Tujuan 1 – Menurut teks bacaan, menjadi empat bahasa apa saja Raffles membagi bahasa yang ada di Jawa?

Tidak heran dalam melihat persebarannya, kebudayaan Sunda cenderung acak. Di satu sisi kita mengenal Sunda yang berada di Jawa Barat. Namun di sisi lain, Sunda bisa berada di Banten, Cirebon, bahkan Lampung sekalipun. Dengan kata lain, kerajaan menganut dinamika kepercayaan kosmologis seperti menghamba pada Zat Maha Esa untuk menentukan batas kewilayahannya.
Sementara dalam konteks kebudayaan, relasi Jawa-Sunda juga tidak mengalami ketimpangan perihal relasinya. Semisal, memposisikan kebudayaan Jawa lebih agung dan luhur ketimbang Sunda. Dalam menerawang hal ini, kondisi berbahasa harus diperhatikan.. Kala itu, subjek Sunda — orang yang terbentuk dan melekat bersama kebudayaan Sunda — memandang sebuah bahasa, baik itu bahasa Sunda ataupun bahasa lain seperti bahasa Jawa, Tiongkok, maupun bahasa lainnya harus dikuasai.
Merujuk pada teks Sanghyang Siksa Kandang Karesian (1440), subjek tidak dibatasi bahasa karena akan membuat tidak nyaman ketika bepergian ke berbagai daerah. Dengan kata lain, bahasa menjadi senjata untuk mendapatkan pengetahuan. Oleh karena itu, subjek Sunda memandang penting dalam menguasai bahasa-bahasa asing.
“Dengan begitu, tidak ada yang istimewa dari Jawa dan relasinya dengan Sunda. Jawa memang berbeda dengan Sunda, tetapi demikian juga halnya bahasa-bahasa lain bagi orang Sunda,” (halaman 23).
Konstruksi Etnis dan Pemikiran Progresif
Seiring dengan masifnya gerakan kolonialisme di Nusantara, berbagai macam pengetahuan yang memaksa dan menetapkan kebenaran tunggal mulai bermunculan. Pada mulanya, pada abad ke-18, Thomas Stamford Raffles yang baru saja menjejakkan kaki di Jawa memulai segelintir penelitian, yang nantinya menjadi cikal-bakal buku History of Java (1817).
Dalam bukunya itu, Raffles membagi bahasa yang ada di Jawa menjadi empat. Diantaranya adalah Jawa, Sunda, Madura dan Bali. Namun, karena bahasa Jawa lebih dominan digunakan dan memiliki banyak literatur kebudayaan, alhasil bahasa Sunda menjadi nomor dua.

Masukan Latihan –
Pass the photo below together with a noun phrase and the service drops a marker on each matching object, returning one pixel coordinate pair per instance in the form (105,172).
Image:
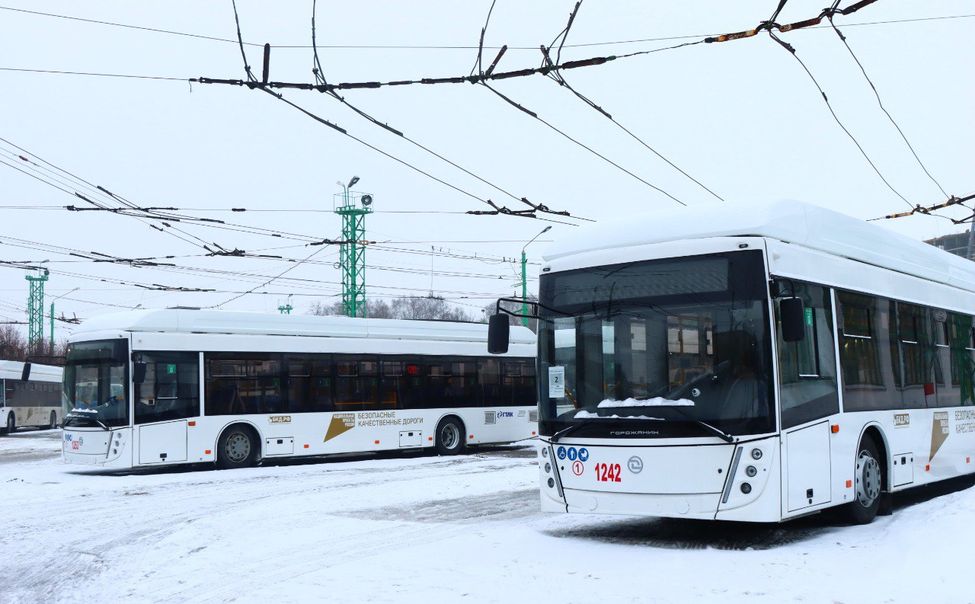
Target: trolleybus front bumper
(705,480)
(97,447)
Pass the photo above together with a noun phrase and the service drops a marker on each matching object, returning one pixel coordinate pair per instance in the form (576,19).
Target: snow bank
(657,401)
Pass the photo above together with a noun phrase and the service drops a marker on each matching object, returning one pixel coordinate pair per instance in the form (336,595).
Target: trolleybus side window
(865,352)
(944,382)
(356,382)
(239,383)
(171,388)
(807,368)
(962,345)
(518,382)
(916,356)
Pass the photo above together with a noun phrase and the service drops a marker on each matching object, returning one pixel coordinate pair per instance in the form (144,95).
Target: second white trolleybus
(33,402)
(751,363)
(148,388)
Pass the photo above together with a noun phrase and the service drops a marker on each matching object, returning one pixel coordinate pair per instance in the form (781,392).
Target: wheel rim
(449,436)
(238,447)
(868,479)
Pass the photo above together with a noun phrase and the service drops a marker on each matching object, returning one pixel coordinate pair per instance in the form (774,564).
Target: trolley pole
(524,278)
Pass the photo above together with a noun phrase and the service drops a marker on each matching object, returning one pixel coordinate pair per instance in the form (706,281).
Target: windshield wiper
(89,418)
(716,431)
(566,431)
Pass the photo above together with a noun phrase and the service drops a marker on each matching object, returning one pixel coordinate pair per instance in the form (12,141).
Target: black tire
(450,436)
(868,483)
(237,448)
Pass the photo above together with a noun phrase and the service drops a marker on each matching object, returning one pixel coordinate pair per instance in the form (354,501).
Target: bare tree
(416,308)
(377,309)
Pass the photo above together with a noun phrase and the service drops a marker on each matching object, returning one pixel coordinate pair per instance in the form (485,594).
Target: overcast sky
(743,118)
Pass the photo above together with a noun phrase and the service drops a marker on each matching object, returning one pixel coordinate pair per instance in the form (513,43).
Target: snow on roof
(13,370)
(794,222)
(253,323)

Tujuan 2 – Tulis ulang catatan, mulai dari baris yang memuat "the form (354,501)." dan berakhir di akhir catatan, sebagai CSV dua kolom bernama permintaan dan jawaban, dengan satu baris untuk setiap permintaan. Masukkan teks dan jawabannya masing-masing ke dalam satu bidang berkutip, dengan jeda baris diganti spasi.

Jawaban 1 – Jawa, Sunda, Madura, dan Bali.

Jawaban 2 –
permintaan,jawaban
"Pass the photo above together with a noun phrase and the service drops a marker on each matching object, returning one pixel coordinate pair per instance in the form (354,501). Target: bare tree","(416,308) (377,309)"
"Pass the photo above together with a noun phrase and the service drops a marker on each matching object, returning one pixel coordinate pair per instance in the form (485,594). Target: overcast sky","(743,118)"
"Pass the photo above together with a noun phrase and the service drops a marker on each matching object, returning one pixel coordinate pair per instance in the form (513,43). Target: snow on roof","(13,370) (794,222) (253,323)"